* [Records for the exercise]:

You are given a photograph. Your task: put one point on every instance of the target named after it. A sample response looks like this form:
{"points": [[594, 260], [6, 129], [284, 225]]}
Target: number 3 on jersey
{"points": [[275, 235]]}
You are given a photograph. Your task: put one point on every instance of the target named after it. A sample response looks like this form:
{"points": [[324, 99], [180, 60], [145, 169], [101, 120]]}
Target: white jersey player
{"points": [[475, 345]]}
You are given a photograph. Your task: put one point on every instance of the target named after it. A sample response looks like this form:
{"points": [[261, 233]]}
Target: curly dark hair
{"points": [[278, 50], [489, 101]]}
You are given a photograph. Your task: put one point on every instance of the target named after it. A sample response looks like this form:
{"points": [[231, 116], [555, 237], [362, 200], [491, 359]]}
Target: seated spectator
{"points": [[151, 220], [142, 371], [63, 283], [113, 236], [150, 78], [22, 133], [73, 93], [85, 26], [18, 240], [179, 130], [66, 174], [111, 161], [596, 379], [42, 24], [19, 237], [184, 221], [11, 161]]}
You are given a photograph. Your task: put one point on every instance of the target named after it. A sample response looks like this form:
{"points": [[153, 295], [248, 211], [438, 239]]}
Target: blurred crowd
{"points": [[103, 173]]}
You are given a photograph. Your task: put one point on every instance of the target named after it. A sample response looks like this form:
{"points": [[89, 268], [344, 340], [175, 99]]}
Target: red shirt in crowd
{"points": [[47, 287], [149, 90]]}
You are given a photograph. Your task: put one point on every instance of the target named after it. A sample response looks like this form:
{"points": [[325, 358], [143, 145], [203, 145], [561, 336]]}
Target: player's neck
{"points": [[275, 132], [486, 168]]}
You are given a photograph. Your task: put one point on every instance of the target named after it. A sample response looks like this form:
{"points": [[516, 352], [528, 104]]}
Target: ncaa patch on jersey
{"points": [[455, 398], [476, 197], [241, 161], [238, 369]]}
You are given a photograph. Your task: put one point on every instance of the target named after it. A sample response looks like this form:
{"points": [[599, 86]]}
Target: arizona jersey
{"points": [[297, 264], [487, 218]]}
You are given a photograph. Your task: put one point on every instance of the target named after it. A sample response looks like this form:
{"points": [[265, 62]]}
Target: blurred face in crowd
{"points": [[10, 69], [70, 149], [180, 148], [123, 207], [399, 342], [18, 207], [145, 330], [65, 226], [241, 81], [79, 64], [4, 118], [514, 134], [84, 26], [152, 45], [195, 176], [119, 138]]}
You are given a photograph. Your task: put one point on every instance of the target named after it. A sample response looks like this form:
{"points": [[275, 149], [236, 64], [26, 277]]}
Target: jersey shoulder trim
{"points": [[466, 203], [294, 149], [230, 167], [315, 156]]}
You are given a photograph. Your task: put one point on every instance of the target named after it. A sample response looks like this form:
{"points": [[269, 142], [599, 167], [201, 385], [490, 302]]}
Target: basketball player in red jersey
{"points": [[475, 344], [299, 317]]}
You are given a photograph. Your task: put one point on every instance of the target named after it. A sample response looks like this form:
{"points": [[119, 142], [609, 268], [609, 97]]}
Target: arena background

* [Problem]: Output every record above exactly as it appears.

* [Answer for this exercise]:
You are given a photograph. Your task: put one point on every instance of the target named after it. A sample response looks like this form:
{"points": [[594, 260], [6, 129], [284, 225]]}
Target: number 3 on jersey
{"points": [[275, 235]]}
You are given a photograph. Your task: put one point on every instance of the target named after it. A sample response looks like this form:
{"points": [[324, 99], [180, 60], [145, 169], [101, 120]]}
Target: white jersey player
{"points": [[475, 345]]}
You are given a photograph. Your task: put one point on every instance of the target named after it. A sample response looks like this form:
{"points": [[261, 233]]}
Target: curly dark hair
{"points": [[278, 50], [489, 101]]}
You are given a photograph. Your task: put one point on every instance of the target named after it. A sample response looks like this form:
{"points": [[231, 116], [555, 237], [362, 200], [491, 359]]}
Target: seated spectator
{"points": [[151, 220], [142, 371], [63, 283], [113, 236], [150, 78], [22, 133], [73, 93], [85, 26], [18, 240], [179, 130], [66, 174], [111, 161], [596, 379], [42, 24], [19, 237], [184, 221], [11, 161]]}
You are given a photograph. Your task: put one point on every instance of the target named after it. A sample response looks like this form:
{"points": [[153, 295], [248, 211], [438, 239]]}
Target: blurred crowd
{"points": [[103, 173]]}
You are given a photograph. Your task: put one point on every instance of the target named after it. A sample response looks like this form:
{"points": [[89, 268], [344, 340], [175, 99]]}
Target: red shirt in crowd
{"points": [[47, 287], [149, 90]]}
You are given a photograph. Your task: put one point on every instance of the target named after it. A sample response looks like this form:
{"points": [[325, 358], [143, 145], [203, 145], [561, 336]]}
Target: player's neck
{"points": [[275, 132], [486, 168]]}
You are given a photograph. Your task: put one point on every instance of the target named after it. A sample response looks like this form:
{"points": [[516, 352], [528, 104]]}
Target: ncaa patch on jersey
{"points": [[455, 398], [476, 197], [241, 161], [238, 369]]}
You are given a photograph. Your task: put one point on every instance of the target named after it. A sample response looks like this form:
{"points": [[599, 86]]}
Target: arizona jersey
{"points": [[297, 264], [487, 218]]}
You are given a photograph. Your task: put one point on every instance of the target named after it. A sample response looks like this form:
{"points": [[265, 62]]}
Target: blurred face in crowd
{"points": [[10, 69], [70, 149], [180, 148], [123, 207], [399, 342], [18, 207], [145, 330], [65, 226], [241, 81], [79, 64], [4, 118], [514, 134], [84, 26], [152, 45], [195, 176], [119, 138]]}
You are given a photograph. Your task: put one point on every instance of the target named after it. A sample response looks like this form:
{"points": [[275, 149], [236, 64], [26, 277]]}
Target: jersey shoulder trim
{"points": [[466, 203], [294, 149], [230, 167], [315, 156]]}
You are given a photograph. Your task: put one point on every instance of the target named after it. A sample response looks like this form:
{"points": [[269, 142], [599, 167], [201, 385], [490, 302]]}
Target: basketball player in red jersey
{"points": [[475, 344], [299, 317]]}
You are given a photograph. Your task: put one point on every instance of the target named after it. A sample response looks like this form:
{"points": [[119, 142], [609, 268], [609, 97]]}
Target: arena background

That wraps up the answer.